Reproduce the records below from their very start through the line containing "Phrase: green leaf", both ends included, and nothing past that.

>> start

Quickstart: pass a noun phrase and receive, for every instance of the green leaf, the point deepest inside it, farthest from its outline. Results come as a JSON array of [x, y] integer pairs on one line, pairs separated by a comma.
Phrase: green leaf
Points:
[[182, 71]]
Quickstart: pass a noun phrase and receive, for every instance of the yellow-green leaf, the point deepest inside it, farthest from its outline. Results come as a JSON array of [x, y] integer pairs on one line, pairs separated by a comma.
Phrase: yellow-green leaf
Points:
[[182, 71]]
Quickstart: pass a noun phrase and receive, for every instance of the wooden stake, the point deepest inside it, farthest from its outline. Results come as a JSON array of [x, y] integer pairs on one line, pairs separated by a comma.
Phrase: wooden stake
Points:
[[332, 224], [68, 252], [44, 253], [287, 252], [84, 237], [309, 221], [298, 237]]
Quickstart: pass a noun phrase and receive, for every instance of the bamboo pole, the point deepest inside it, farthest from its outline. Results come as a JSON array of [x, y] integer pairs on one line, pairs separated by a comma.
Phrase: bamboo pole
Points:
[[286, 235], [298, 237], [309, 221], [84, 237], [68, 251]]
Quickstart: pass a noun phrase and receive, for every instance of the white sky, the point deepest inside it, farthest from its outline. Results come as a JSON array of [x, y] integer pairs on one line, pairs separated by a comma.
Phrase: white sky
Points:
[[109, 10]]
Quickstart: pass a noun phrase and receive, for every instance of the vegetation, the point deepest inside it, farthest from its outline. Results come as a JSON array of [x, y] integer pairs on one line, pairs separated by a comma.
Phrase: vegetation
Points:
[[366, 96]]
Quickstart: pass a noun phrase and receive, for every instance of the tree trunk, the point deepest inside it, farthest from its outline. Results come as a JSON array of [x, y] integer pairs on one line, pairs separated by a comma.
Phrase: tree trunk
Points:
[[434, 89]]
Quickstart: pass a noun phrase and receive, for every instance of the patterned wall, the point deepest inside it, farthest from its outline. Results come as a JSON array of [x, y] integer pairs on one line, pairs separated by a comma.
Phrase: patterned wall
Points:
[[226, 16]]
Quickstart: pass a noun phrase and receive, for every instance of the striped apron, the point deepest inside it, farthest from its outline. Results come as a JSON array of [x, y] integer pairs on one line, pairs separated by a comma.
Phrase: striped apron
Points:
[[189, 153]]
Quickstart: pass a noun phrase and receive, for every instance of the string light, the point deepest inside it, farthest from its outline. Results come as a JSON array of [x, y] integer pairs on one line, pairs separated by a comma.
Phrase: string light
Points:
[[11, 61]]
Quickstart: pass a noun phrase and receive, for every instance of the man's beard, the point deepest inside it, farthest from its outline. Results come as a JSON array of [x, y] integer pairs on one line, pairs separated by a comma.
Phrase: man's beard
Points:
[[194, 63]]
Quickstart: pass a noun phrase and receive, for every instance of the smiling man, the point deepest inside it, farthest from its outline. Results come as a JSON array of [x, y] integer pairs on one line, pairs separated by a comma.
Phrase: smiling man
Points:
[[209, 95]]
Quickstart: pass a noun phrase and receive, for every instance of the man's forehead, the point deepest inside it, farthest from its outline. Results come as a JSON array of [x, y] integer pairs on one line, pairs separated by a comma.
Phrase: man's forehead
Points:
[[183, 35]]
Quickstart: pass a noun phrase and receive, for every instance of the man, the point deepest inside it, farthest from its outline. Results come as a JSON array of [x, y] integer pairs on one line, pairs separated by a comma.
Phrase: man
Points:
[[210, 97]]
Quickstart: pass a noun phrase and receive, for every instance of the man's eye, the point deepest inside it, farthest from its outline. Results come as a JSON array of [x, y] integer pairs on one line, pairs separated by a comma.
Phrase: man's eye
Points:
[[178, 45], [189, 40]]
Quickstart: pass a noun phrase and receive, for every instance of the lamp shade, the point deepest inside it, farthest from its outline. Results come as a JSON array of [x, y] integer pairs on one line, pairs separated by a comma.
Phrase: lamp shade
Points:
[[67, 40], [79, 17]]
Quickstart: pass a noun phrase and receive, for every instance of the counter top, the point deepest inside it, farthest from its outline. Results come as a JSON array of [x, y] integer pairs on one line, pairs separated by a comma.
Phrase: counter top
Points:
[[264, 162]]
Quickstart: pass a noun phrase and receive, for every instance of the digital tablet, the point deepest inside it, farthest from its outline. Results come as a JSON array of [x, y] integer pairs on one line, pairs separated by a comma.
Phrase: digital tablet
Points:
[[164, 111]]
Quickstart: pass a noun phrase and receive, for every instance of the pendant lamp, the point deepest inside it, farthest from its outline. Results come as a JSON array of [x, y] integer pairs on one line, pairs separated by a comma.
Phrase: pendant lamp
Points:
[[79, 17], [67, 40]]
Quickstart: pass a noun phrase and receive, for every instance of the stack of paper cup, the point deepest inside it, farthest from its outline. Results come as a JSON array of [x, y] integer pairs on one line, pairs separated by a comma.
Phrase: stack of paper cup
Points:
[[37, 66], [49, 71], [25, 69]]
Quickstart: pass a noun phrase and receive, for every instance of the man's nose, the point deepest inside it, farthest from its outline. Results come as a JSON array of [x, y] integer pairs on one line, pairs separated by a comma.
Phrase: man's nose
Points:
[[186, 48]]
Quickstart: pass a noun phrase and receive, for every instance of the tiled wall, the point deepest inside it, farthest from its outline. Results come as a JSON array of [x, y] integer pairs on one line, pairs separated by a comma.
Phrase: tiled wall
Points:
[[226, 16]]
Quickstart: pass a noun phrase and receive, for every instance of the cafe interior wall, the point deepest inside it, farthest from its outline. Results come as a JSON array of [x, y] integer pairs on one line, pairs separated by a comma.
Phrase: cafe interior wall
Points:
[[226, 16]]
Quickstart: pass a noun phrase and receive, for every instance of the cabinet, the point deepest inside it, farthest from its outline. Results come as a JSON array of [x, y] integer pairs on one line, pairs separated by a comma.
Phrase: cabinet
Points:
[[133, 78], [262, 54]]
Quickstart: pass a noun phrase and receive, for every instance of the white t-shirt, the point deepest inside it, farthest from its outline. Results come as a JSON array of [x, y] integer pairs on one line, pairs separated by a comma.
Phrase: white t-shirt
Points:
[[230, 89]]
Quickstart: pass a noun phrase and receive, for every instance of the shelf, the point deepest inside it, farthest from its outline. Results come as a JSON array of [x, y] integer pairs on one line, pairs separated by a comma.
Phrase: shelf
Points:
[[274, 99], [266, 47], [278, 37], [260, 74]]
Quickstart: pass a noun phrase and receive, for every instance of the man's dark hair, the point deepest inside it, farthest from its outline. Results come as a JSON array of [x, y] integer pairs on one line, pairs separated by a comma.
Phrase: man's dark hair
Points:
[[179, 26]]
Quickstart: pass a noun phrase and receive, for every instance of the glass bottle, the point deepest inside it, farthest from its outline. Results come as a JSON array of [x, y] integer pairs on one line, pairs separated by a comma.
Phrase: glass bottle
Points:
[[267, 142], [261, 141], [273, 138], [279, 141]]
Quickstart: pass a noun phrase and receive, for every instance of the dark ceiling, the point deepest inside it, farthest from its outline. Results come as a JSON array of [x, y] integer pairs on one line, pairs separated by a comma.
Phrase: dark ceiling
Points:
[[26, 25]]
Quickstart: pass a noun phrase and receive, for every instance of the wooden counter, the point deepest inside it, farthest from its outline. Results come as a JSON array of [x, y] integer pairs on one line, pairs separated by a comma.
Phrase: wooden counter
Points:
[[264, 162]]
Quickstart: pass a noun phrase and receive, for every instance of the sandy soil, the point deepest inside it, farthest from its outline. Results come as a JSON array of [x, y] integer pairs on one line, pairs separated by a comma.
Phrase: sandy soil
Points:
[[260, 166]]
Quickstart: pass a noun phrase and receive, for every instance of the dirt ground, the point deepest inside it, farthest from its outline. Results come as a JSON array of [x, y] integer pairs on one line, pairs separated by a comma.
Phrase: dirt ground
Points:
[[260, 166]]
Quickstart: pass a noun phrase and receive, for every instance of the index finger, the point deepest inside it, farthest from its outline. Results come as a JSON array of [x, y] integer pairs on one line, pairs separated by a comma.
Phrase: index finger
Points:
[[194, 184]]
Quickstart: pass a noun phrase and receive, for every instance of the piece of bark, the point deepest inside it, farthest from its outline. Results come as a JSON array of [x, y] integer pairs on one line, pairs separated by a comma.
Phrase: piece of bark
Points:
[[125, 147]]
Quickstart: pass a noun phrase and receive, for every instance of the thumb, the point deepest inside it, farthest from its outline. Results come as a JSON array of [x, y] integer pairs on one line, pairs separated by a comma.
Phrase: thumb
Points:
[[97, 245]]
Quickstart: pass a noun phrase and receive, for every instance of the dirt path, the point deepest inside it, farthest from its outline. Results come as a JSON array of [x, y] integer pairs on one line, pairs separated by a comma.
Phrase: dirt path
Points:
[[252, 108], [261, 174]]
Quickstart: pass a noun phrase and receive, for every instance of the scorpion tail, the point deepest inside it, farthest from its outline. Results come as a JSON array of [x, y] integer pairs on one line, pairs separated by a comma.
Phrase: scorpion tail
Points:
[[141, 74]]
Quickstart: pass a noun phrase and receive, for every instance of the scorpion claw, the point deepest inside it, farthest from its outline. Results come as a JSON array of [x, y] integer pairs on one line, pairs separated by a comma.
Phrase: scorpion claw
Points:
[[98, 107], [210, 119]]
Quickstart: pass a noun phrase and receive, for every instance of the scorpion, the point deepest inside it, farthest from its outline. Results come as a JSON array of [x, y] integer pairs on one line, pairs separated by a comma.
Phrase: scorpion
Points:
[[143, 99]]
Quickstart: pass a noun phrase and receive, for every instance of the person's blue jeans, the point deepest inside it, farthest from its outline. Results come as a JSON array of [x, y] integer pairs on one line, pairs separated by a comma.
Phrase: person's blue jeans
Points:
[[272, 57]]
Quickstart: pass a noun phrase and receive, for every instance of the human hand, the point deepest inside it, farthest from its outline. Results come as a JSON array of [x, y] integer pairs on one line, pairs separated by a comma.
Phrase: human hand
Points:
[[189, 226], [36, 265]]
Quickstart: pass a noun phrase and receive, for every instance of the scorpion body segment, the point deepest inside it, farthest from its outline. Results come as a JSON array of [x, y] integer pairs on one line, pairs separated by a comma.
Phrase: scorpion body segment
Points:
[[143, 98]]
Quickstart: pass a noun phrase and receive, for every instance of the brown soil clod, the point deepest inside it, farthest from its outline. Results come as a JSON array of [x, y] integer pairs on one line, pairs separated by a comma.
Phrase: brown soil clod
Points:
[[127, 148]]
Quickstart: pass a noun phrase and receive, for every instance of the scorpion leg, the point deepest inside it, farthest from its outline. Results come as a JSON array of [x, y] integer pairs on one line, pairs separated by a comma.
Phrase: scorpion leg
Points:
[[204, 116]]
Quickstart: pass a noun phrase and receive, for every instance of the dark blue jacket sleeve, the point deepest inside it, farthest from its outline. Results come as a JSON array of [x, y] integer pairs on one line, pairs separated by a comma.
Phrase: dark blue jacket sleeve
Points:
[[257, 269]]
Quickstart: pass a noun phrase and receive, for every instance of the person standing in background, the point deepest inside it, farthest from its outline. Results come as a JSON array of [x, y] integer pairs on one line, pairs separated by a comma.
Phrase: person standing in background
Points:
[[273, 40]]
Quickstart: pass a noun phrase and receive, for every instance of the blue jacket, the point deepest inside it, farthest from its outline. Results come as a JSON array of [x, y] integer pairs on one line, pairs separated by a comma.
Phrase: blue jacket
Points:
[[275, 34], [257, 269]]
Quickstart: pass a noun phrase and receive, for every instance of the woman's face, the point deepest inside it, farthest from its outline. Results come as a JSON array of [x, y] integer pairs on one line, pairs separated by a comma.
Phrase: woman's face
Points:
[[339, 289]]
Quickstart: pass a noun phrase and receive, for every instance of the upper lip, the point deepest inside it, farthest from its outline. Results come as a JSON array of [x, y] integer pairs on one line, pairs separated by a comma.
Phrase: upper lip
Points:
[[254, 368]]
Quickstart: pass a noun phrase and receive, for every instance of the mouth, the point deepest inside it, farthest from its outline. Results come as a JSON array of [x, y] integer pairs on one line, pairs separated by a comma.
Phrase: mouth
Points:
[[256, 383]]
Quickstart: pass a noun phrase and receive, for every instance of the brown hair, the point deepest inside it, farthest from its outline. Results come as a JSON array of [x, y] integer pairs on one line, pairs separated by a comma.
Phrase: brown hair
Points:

>> end

◆ Result of the task
Quickstart: pass a noun phrase and receive, for every instance of the green leaf, the point deepest inside it, farthest from its outline. Results come as a JSON array of [x, y] integer pairs on one line, pairs separated by a comma.
Phrase: green leaf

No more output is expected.